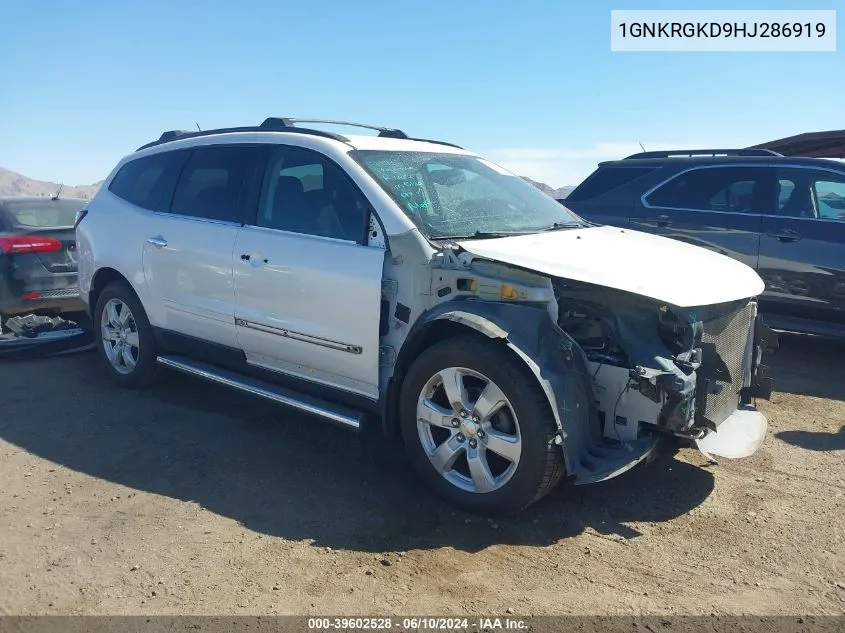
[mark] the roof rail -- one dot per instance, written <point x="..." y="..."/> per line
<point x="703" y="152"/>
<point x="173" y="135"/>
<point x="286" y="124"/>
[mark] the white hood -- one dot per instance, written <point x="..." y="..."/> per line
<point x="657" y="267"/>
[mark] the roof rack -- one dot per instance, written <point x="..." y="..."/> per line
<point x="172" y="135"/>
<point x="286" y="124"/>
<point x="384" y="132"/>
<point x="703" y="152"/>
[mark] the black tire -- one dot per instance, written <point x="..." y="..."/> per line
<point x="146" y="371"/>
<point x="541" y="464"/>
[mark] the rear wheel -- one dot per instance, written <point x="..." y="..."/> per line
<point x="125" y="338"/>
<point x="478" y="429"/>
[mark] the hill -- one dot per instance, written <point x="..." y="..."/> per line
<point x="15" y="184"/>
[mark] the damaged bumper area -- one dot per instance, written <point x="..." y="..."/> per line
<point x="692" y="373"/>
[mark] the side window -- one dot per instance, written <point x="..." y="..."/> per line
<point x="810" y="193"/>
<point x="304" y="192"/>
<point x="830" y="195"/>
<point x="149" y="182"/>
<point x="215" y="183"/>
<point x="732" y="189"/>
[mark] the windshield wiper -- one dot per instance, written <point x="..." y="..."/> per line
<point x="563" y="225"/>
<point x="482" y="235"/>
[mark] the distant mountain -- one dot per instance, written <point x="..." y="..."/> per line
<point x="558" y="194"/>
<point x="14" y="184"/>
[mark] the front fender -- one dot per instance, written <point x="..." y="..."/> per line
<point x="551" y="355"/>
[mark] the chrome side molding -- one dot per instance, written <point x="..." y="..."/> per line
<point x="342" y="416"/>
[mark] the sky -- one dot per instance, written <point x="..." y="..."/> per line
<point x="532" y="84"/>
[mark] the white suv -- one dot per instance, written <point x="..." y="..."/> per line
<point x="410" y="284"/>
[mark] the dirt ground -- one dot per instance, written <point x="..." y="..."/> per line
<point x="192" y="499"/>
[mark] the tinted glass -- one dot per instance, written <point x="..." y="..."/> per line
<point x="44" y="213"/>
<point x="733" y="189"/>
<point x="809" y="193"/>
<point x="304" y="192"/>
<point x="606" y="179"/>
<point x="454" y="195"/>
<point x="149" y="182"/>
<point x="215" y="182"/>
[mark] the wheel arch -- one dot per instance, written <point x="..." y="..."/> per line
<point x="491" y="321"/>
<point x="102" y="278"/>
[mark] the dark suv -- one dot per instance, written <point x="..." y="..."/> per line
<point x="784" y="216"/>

• _Assignment_
Any pictures above are to be left out. Retype the rest of the records exactly.

• _Output below_
[mark] the roof rail -- one dot per instance, written <point x="..." y="..."/> per line
<point x="703" y="152"/>
<point x="173" y="135"/>
<point x="286" y="124"/>
[mark] the white hood -- one dot per instance, written <point x="..." y="..."/> per line
<point x="657" y="267"/>
[mark] the roof rack -- one dot per instance, written <point x="..." y="..."/> per line
<point x="172" y="135"/>
<point x="286" y="124"/>
<point x="384" y="132"/>
<point x="703" y="152"/>
[mark] the black tire -- one dot per instance, written <point x="..." y="..."/> per line
<point x="146" y="371"/>
<point x="541" y="464"/>
[mark] the rear wheel -- one dot per instance, written <point x="..." y="..."/> per line
<point x="125" y="338"/>
<point x="478" y="429"/>
[mark] the hill -- one dot per instance, written <point x="..." y="..."/> per line
<point x="15" y="184"/>
[mark] the damaged bumper area -- one dot per instance, written <point x="..." y="..."/> per line
<point x="692" y="373"/>
[mark] the side window -- one dot per instance, written <point x="..." y="..."/> per line
<point x="810" y="193"/>
<point x="304" y="192"/>
<point x="830" y="195"/>
<point x="149" y="182"/>
<point x="215" y="183"/>
<point x="732" y="189"/>
[mark] the windshield wiper -- one dot per instance, written <point x="..." y="..."/> per line
<point x="563" y="225"/>
<point x="482" y="235"/>
[mark] the distant mountain -- one dot per instance, written <point x="..." y="..."/> per line
<point x="558" y="194"/>
<point x="14" y="184"/>
[mark] the front fender -- one dot per instance, written <point x="..." y="..."/> per line
<point x="551" y="355"/>
[mark] the chrome side molding -- one dot per instance, written <point x="..." y="..."/> per line
<point x="342" y="416"/>
[mark] the sky -- one dot per instance, written <point x="..." y="..."/> per line
<point x="532" y="84"/>
[mark] the white suv -- one dot per instance, written <point x="..." y="..."/> per line
<point x="410" y="284"/>
[mark] the dirt ground -- one dot per instance, written <point x="..." y="..."/> per line
<point x="192" y="499"/>
[mark] the tinted glass -- one dot per instance, written <point x="..." y="..."/> per line
<point x="44" y="213"/>
<point x="733" y="189"/>
<point x="809" y="193"/>
<point x="304" y="192"/>
<point x="606" y="179"/>
<point x="454" y="195"/>
<point x="149" y="182"/>
<point x="215" y="182"/>
[mark] the wheel arch -- one dot per instance, written <point x="..." y="..."/> per line
<point x="491" y="321"/>
<point x="102" y="278"/>
[mark] the dark suv -- one dot per instance, written <point x="..." y="..."/> per line
<point x="784" y="216"/>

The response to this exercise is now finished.